Anyone who has seen the current Broadway hit Hamilton knows that we are a nation of immigrants. Moreover, many U.S. persons who moved here from elsewhere have parents back in their home country.

When those “foreign” parents pass away and leave assets to their U.S. children, those assets become subject to the U.S. estate tax system in the children’s estates, where ultimately they can be taxed at a 40 percent federal tax rate (plus state estate taxes) when a child dies.

The adverse tax result that follows from foreign parents leaving their assets outright to U.S. children can be avoided with advance planning. Often, foreign parents can incorporate trust planning into their own estate planning documents. If assets pass to a properly structured trust for the benefit of a child rather than outright to the child, the assets in the trust may not be subject to estate tax in the child’s estate.

Coordinate annotation records:
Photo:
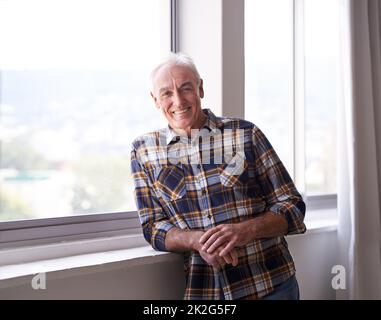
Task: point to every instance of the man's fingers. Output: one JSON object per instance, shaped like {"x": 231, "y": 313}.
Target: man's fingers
{"x": 227, "y": 248}
{"x": 207, "y": 234}
{"x": 228, "y": 259}
{"x": 220, "y": 240}
{"x": 210, "y": 241}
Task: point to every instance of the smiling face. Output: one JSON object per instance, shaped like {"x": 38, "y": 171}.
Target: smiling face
{"x": 177, "y": 92}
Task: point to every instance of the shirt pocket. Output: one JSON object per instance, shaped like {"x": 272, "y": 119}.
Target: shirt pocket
{"x": 234, "y": 173}
{"x": 170, "y": 182}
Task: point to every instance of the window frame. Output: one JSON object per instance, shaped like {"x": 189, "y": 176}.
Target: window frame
{"x": 47, "y": 230}
{"x": 17, "y": 233}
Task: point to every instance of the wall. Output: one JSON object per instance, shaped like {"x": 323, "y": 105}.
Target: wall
{"x": 314, "y": 254}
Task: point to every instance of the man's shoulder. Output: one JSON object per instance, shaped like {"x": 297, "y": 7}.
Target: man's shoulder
{"x": 150, "y": 139}
{"x": 235, "y": 123}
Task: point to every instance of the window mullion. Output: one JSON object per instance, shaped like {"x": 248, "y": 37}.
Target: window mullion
{"x": 299, "y": 95}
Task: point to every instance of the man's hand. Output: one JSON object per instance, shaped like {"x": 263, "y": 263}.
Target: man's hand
{"x": 225, "y": 237}
{"x": 218, "y": 261}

→ DIRECTIONS
**A)** According to the estate tax passage, at what federal rate can assets inherited from foreign parents ultimately be taxed when the U.S. child dies?
**B)** Extend the estate tax passage from the point where it stops.
The records are separate material, distinct from the text above them.

→ EXERCISE RESULTS
**A)** They can be taxed at a 40 percent federal rate, plus state estate taxes.

**B)**
New York estate tax practitioners often consult with foreign advisors to effectuate this kind of planning, and it is becoming more important given the amount of immigration and investment in the New York area in recent years.

A parent can incorporate this type of trust planning—often called “dynasty trust” planning—in a Will that is valid in his or her home jurisdiction. The Will would include provisions to create the dynasty trust upon the parent’s death. To accomplish this, the U.S. trusts and estates lawyer can work with foreign counsel to (1) confirm that the “home country” law allows such a structure and (2) provide the dynasty trust language that will reflect the client’s goals and satisfy U.S. tax law requirements. For example, the trust can allow the child to be sole trustee of the trust created for his or her benefit, and permit distributions to the child and his or her descendants subject to ascertainable standards (i.e., health, education, maintenance and support) so that the trust assets are not included in the child’s estate. The trust can include powers of appointment and several other tools that allow for greater flexibility in the trust.

As an alternative to including the dynasty trust plan in a foreign parent’s Will, the parent could establish and fund a trust during lifetime to carry out his or her objectives. The U.S. tax practitioner can assist with the U.S. tax advice relating to such a trust.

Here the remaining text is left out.